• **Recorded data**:
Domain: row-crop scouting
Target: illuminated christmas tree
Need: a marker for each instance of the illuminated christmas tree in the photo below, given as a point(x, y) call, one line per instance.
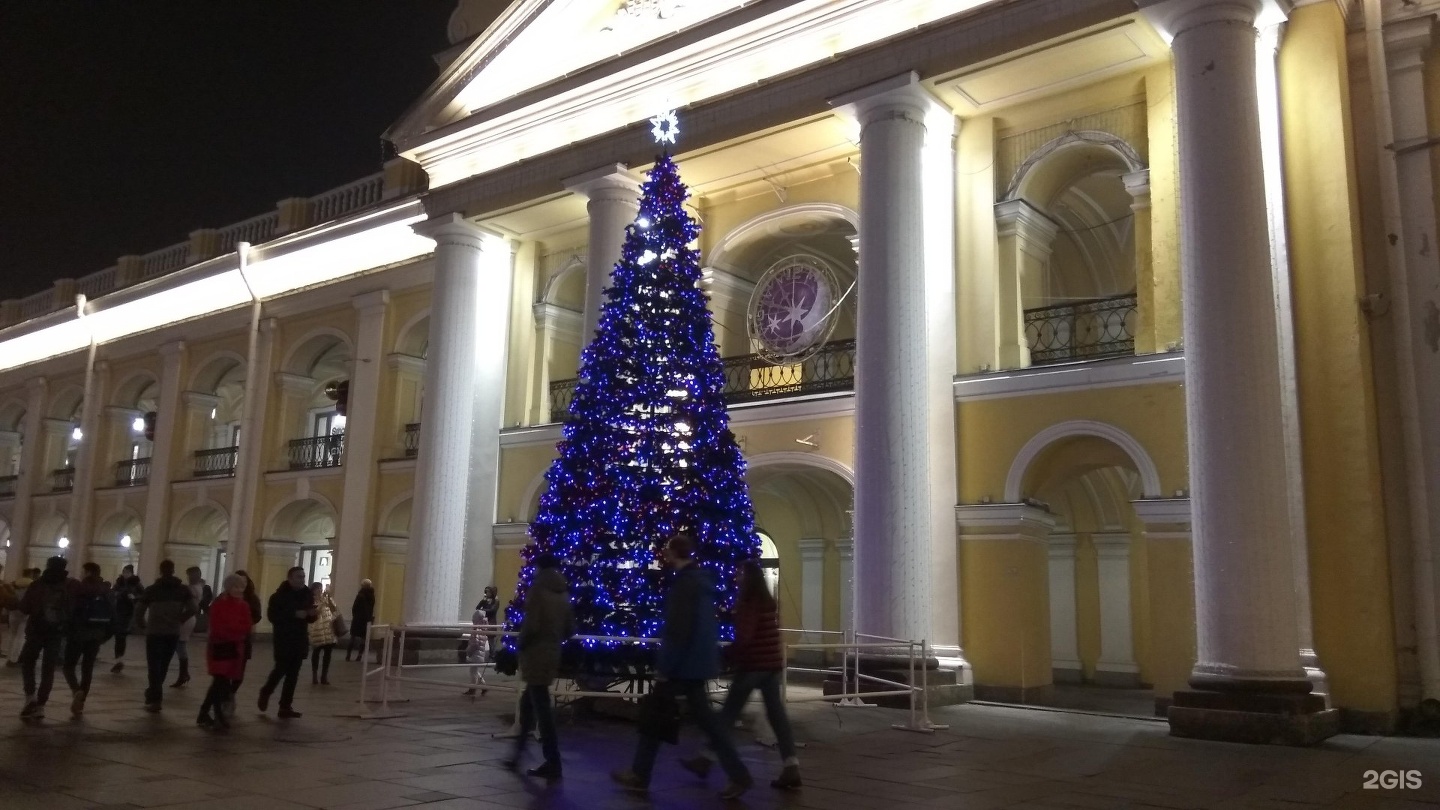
point(647, 450)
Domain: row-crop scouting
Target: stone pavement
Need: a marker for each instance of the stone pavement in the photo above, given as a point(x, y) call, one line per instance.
point(441, 755)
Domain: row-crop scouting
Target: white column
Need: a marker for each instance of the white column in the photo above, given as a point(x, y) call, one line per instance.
point(362, 428)
point(1116, 665)
point(467, 337)
point(1064, 640)
point(249, 461)
point(846, 548)
point(1247, 623)
point(812, 584)
point(1026, 241)
point(33, 476)
point(154, 526)
point(87, 463)
point(1416, 316)
point(905, 444)
point(612, 196)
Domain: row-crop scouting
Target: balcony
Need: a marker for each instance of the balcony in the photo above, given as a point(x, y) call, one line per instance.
point(753, 379)
point(1083, 330)
point(317, 451)
point(133, 473)
point(62, 479)
point(216, 463)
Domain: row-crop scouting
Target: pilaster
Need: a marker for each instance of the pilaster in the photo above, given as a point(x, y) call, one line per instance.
point(362, 427)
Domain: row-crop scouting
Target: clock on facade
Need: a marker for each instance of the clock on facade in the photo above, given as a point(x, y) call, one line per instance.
point(792, 309)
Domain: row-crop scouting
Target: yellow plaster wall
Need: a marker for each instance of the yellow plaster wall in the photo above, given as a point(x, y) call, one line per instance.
point(1350, 572)
point(992, 431)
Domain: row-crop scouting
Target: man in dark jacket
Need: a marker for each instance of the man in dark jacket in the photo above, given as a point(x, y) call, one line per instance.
point(49, 606)
point(92, 624)
point(291, 610)
point(689, 657)
point(127, 593)
point(160, 613)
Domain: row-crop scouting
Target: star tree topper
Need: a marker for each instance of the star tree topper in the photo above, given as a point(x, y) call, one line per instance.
point(666, 127)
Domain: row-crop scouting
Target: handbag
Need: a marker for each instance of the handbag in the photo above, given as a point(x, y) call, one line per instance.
point(660, 715)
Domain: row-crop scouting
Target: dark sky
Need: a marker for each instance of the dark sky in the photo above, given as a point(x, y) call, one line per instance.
point(126, 124)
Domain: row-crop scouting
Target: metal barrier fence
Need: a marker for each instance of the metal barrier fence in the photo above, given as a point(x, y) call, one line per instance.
point(392, 672)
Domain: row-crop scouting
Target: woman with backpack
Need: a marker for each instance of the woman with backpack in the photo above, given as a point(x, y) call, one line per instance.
point(91, 627)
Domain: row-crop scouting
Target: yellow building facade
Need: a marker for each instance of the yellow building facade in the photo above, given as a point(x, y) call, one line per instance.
point(1126, 376)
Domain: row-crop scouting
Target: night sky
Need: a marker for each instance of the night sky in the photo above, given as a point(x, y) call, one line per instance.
point(126, 124)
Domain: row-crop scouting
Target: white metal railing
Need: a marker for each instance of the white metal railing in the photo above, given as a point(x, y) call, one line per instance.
point(38, 304)
point(392, 670)
point(349, 198)
point(255, 229)
point(97, 284)
point(164, 260)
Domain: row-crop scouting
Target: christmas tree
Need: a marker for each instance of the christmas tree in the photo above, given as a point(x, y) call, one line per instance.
point(647, 450)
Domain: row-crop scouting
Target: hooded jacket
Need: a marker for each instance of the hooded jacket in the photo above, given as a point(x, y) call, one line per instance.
point(164, 607)
point(291, 633)
point(549, 623)
point(690, 640)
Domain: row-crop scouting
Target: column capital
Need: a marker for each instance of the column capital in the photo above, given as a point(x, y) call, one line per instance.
point(1018, 218)
point(900, 98)
point(455, 229)
point(372, 303)
point(1174, 18)
point(1407, 43)
point(614, 182)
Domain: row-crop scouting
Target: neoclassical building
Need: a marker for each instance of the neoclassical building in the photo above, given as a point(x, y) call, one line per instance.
point(1089, 343)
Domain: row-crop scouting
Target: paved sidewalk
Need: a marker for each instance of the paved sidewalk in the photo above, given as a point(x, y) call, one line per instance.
point(441, 755)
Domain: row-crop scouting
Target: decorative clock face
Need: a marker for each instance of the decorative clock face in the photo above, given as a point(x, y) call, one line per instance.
point(791, 307)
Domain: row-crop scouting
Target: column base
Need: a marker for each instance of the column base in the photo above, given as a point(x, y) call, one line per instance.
point(1259, 718)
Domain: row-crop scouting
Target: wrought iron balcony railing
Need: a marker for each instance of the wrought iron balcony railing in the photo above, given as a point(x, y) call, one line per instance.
point(62, 479)
point(1083, 330)
point(317, 451)
point(216, 463)
point(753, 379)
point(133, 472)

• **GOAL OF THE EXERCISE**: Reproduce the listing above with "row-crop scouting" renamed to "facade survey" throughout, keeping every other line unchanged. Leave the pictures out.

• **ANSWER IN FULL**:
Domain: facade survey
Target: illuminated christmas tree
Need: a marker for each instance of the illuminated christmas tree in the photo below, given as a point(x, y) call, one line per instance.
point(647, 450)
Domain: facade survey
Target: stone pavement
Need: a marker for each instance of the stone pavement in the photo above, given as a point(x, y) call, one line per instance.
point(441, 755)
Domain: facade survey
Target: white column
Need: a marker for each instance of the white column in the photo above, given as a point(x, y) call, one line per instance.
point(362, 428)
point(1116, 665)
point(467, 337)
point(1064, 640)
point(249, 461)
point(846, 548)
point(1247, 623)
point(812, 584)
point(1026, 241)
point(33, 476)
point(154, 526)
point(87, 463)
point(1416, 316)
point(905, 444)
point(612, 196)
Domain: facade survey
Target: balcony
Need: a marker for each instance of the balcony in the photo above, given as a point(x, y) call, one line per instance.
point(753, 379)
point(1083, 330)
point(317, 451)
point(133, 473)
point(62, 479)
point(216, 463)
Domain: facade survey
Target: pilaster
Need: a marker for each instance of the pilaster in the photo above, given as a point(x, y) call, one line per instance.
point(362, 427)
Domain: facade survey
Target: clock on facade
Need: a marker for each instance of the clock on facade in the photo above, given as a point(x, y) call, one line per instance.
point(792, 309)
Domain: facade survey
Target: yellow plaster wall
Need: a marker for each instance of the yellow plaster wall in the photo above, given as a point(x, y) call, one line per instance.
point(1350, 572)
point(992, 431)
Domain: facade survey
Target: man in dark jacket
Need: a marker for each instance of the man in dark jacket in the photo above, given as a point(x, y) call, one line per instance.
point(49, 606)
point(92, 624)
point(291, 610)
point(689, 657)
point(127, 593)
point(160, 613)
Domain: facade survey
Target: star tree topper
Need: a marker for each instance of the star tree topper in the photo above, given as a point(x, y) call, one line per instance.
point(666, 127)
Domain: facade survey
Target: handbag
Need: a marker for each instance of the handbag in the photo above, given as a point(x, y) call, one line per instance.
point(660, 715)
Domain: facade survey
Target: dark sky
Need: a marker for each instance of the dark sky in the photo above, given as a point(x, y) call, one line per instance.
point(126, 124)
Domain: facade survey
Target: metal barrier fence
Need: a marker for each instance of the metal barrier fence in the photo above, given as a point(x, y) call, one line per instance.
point(392, 672)
Domain: facade survey
Target: woman with backpack
Need: a marker for each instance of the woman with backpack in the photo above, given as a point(x, y) call, one line per instance.
point(91, 627)
Domain: facade survey
Target: yellow building facade
Need: a marker for each instance of the yellow building facade in the photo above, given as a point(x, y) call, one line per instance.
point(1126, 376)
Domain: facade survey
Target: night sky
Need: a marker for each instance of the night sky in the photo above, given as a point(x, y) call, one line per instance.
point(126, 124)
Domain: facade survey
Target: white metal railing
Need: a marker for each instance of the white metal railing in the photo above, given as a point(x, y) call, one line per instance.
point(38, 304)
point(392, 670)
point(349, 198)
point(255, 229)
point(97, 284)
point(164, 260)
Domain: facade survey
Target: christmas tree
Need: a marker for each instance of the christmas tree in the photo above, given as a point(x, y) call, one line per instance.
point(647, 450)
Domain: facade survey
Target: hooded jacket
Need: a marker for each instance of the hooded jacket in the photo above, given as a point(x, y) call, one line per instance.
point(164, 607)
point(291, 633)
point(549, 623)
point(690, 640)
Domain: facade survey
Target: column capital
Need: a marker for each instance of the column capital in the photo above, given as a point(x, y) call, one line per instance.
point(1018, 218)
point(900, 98)
point(455, 229)
point(372, 303)
point(1174, 18)
point(1407, 43)
point(614, 182)
Domain: facade survey
Target: neoclassical building
Need: a marker for each instance of the neoclassical building in the photo above, given as a point(x, y) call, one line per instance.
point(1089, 343)
Domain: facade survey
Target: paved sidewalk
Need: a marker for each instance of the paved sidewalk in the photo above, given as a point(x, y) call, one line per instance.
point(441, 755)
Domain: facade survey
Target: decorative clock face
Need: a marker for each instance of the decorative clock face in the photo above, given as a point(x, y) call, one line per instance.
point(791, 307)
Domain: facade survey
Target: column base
Need: a marker for each instance of the column base in the photo above, given as a point(x, y) call, one line per instance.
point(1259, 718)
Domain: facade survey
Target: wrought iron balcony railing
Need: a marker for each instance of the wrought iron balcony railing in the photo above, given as a point(x, y) call, one line per instance.
point(62, 479)
point(1083, 330)
point(317, 451)
point(216, 463)
point(753, 379)
point(133, 472)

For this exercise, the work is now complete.